__Problem description__.
Copy out the lines below word for word, from the line containing "target: lighthouse base" through the last line.

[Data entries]

START

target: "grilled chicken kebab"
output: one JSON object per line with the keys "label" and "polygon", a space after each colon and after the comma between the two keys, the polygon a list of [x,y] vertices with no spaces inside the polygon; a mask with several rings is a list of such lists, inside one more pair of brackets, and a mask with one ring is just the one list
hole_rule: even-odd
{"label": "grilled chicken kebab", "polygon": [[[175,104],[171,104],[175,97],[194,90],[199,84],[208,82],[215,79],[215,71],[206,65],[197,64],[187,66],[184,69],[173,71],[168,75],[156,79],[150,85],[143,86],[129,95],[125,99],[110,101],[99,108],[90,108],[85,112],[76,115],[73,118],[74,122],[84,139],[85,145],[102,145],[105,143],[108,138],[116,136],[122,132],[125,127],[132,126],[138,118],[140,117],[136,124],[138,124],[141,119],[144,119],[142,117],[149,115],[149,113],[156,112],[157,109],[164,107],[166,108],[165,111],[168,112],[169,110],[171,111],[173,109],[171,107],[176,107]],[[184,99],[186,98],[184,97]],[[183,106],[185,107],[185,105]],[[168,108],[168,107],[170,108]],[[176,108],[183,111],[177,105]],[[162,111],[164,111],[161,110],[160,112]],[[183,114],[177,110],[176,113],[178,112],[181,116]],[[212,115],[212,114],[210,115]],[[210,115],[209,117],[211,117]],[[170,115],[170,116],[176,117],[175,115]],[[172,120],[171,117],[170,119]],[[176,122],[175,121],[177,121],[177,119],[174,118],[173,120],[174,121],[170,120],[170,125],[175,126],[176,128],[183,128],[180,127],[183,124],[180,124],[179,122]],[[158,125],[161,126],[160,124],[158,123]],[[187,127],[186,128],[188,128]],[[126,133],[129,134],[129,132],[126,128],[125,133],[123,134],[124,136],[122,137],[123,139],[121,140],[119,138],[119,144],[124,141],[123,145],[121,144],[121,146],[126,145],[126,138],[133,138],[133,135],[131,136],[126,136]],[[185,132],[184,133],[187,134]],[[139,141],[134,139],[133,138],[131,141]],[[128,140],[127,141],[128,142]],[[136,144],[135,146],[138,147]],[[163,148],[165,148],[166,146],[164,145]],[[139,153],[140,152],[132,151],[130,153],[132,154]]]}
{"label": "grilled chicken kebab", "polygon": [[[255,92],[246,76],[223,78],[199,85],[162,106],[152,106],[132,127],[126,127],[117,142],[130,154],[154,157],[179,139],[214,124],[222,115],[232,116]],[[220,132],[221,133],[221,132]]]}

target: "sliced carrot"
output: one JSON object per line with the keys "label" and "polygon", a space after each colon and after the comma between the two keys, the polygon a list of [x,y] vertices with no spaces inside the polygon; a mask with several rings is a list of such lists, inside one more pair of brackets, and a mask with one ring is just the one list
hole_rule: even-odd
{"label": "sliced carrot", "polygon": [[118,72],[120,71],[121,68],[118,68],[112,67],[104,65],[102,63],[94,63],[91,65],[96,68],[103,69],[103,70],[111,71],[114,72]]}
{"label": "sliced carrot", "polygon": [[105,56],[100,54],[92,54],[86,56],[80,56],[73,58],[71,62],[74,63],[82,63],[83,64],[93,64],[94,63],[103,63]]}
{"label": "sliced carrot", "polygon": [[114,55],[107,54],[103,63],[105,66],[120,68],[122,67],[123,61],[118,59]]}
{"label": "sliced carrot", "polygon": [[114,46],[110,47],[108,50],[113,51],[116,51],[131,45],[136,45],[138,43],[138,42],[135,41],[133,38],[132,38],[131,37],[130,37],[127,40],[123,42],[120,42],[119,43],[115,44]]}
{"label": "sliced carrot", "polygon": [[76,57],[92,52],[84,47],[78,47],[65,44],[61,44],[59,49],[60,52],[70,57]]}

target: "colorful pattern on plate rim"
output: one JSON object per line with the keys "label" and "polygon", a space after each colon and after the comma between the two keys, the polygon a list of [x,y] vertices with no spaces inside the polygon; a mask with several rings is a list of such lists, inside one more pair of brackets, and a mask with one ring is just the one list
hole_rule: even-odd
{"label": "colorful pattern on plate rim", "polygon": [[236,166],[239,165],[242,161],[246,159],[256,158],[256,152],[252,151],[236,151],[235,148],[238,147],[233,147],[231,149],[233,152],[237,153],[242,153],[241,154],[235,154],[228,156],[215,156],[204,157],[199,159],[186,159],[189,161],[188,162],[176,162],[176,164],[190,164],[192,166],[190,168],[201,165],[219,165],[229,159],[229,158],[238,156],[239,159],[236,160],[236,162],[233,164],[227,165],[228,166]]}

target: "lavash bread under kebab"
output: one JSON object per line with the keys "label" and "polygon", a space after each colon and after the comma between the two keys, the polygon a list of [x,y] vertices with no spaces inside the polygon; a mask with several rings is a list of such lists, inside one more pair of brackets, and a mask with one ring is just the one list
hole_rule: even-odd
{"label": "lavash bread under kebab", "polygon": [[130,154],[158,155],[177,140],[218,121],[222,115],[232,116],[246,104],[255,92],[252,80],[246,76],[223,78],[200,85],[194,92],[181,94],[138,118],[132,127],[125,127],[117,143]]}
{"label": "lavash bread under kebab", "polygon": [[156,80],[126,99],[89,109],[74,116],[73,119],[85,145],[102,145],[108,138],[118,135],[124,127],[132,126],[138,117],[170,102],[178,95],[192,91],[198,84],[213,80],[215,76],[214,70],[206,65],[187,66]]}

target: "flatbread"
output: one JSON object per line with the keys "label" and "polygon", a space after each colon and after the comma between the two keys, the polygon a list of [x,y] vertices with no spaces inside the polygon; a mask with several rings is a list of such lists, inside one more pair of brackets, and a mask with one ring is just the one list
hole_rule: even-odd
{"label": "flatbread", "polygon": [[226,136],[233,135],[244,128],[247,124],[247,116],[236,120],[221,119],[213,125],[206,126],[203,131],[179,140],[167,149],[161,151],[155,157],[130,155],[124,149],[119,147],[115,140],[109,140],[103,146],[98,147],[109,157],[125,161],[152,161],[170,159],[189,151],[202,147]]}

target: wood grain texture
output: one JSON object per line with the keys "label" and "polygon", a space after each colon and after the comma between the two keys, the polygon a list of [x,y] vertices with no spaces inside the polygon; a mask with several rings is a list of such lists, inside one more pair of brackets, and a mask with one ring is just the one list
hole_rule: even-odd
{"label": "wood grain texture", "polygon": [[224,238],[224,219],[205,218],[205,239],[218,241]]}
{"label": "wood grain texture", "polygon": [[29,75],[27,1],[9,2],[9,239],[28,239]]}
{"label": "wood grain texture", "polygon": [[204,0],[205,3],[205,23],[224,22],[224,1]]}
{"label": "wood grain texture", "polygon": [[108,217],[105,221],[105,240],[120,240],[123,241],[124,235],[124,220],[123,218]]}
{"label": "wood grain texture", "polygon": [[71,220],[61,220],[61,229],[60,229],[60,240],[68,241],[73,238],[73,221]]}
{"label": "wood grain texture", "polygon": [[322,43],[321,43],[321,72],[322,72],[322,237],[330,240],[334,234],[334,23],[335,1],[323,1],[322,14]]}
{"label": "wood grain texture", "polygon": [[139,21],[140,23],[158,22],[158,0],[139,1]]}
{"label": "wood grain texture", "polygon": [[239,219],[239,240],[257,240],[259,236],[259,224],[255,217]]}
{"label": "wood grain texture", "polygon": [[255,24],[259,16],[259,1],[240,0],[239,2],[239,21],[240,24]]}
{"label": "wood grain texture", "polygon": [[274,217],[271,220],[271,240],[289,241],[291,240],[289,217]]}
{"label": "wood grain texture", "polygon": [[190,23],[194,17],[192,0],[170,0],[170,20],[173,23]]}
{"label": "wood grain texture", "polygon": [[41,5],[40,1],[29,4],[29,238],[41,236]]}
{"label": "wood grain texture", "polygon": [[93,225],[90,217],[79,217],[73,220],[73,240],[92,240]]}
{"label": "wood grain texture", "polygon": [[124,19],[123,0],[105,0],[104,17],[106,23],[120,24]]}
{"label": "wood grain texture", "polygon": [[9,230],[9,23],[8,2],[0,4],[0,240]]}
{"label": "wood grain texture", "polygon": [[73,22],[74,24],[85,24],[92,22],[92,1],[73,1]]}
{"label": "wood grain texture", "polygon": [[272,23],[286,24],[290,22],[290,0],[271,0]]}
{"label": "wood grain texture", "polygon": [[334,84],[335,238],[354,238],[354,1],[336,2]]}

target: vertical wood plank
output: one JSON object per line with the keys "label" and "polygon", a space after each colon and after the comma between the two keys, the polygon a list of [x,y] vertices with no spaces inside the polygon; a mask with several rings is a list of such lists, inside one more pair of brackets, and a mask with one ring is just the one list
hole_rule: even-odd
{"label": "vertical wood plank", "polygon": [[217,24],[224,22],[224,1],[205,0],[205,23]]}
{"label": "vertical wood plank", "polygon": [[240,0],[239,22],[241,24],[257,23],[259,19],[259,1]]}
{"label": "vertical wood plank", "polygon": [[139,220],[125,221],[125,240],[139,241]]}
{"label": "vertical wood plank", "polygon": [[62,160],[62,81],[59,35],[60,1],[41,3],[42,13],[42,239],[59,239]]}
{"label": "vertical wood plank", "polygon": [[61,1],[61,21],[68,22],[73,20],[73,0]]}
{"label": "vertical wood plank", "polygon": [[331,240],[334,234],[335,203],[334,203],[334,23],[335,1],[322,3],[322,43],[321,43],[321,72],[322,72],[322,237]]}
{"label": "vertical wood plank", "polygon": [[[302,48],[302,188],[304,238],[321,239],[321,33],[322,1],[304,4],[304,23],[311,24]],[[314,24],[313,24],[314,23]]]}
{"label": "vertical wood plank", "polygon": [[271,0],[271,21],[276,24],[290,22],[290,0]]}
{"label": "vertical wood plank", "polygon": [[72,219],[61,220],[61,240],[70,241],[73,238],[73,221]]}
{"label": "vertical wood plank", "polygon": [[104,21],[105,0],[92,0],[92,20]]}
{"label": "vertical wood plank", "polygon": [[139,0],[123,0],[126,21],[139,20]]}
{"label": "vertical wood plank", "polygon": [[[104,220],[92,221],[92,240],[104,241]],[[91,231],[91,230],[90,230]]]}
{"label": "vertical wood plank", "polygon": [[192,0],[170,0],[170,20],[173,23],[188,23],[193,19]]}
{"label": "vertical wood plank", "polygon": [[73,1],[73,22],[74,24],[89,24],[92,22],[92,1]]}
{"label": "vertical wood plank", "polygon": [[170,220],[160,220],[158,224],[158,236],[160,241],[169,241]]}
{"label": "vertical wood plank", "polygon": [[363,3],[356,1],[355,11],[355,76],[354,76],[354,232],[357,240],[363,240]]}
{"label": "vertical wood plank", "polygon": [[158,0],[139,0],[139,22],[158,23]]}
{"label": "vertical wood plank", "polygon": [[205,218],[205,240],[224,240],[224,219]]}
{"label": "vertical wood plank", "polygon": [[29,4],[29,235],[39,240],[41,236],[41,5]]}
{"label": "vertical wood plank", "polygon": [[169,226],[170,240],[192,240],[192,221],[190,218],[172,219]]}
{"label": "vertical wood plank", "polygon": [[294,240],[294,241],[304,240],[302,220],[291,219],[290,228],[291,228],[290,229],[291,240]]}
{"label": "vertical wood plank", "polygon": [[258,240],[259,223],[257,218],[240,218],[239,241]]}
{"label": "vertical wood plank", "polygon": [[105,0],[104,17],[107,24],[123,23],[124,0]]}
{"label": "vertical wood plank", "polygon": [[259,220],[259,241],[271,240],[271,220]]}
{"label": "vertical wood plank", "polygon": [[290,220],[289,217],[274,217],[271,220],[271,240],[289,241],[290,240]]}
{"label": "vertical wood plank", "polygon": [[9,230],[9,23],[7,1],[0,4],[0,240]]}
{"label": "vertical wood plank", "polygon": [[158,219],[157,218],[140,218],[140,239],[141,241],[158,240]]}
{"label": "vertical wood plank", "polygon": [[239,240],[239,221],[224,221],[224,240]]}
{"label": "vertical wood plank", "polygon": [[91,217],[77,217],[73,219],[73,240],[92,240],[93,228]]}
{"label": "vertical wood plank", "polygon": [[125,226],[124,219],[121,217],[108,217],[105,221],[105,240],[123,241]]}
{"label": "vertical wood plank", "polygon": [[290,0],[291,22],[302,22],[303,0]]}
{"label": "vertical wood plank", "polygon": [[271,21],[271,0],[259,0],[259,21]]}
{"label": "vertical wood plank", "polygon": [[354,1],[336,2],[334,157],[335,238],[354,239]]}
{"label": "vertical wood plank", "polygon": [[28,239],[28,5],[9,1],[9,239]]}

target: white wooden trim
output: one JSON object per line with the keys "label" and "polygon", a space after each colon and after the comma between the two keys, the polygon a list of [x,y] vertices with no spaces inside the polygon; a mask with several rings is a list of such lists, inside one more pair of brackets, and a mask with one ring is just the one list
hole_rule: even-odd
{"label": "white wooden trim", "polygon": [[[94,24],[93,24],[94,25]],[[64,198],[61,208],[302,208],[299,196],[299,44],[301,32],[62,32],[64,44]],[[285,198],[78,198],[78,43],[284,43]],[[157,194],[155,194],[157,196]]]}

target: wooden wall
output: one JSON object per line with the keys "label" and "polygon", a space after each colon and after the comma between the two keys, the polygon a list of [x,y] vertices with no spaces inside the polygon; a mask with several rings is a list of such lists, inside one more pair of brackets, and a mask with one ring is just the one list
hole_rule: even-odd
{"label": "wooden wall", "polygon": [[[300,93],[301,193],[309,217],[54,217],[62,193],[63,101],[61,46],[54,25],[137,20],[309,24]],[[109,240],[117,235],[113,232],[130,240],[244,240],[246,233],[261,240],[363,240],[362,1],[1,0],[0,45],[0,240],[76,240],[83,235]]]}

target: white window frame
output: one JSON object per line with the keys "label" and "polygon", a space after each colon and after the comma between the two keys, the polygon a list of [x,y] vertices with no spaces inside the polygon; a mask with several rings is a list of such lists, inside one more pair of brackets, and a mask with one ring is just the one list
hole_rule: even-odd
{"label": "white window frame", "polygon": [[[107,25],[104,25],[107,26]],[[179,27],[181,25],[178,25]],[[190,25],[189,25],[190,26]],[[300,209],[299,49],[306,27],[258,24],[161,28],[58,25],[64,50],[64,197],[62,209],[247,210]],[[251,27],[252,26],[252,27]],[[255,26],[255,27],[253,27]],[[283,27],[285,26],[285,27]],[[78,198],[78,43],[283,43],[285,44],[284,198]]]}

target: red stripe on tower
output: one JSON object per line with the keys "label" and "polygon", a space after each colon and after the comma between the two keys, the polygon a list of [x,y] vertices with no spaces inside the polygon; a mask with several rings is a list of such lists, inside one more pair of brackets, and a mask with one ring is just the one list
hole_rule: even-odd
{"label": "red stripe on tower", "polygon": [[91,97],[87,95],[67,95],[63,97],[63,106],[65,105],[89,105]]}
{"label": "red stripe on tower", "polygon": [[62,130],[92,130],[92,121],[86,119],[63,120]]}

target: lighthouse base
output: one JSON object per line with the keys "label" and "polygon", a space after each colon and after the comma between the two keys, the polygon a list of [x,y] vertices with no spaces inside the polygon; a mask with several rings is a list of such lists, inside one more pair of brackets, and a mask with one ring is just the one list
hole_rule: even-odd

END

__In response__.
target: lighthouse base
output: one JSON object per line with the keys "label" and "polygon", a space after each colon and after the comma between the two keys, the polygon a list of [x,y] vertices with no spaces inside the polygon; a mask with several rings is a list of such lists, inside one more pair of brackets, and a mask with one ring is just the one list
hole_rule: even-odd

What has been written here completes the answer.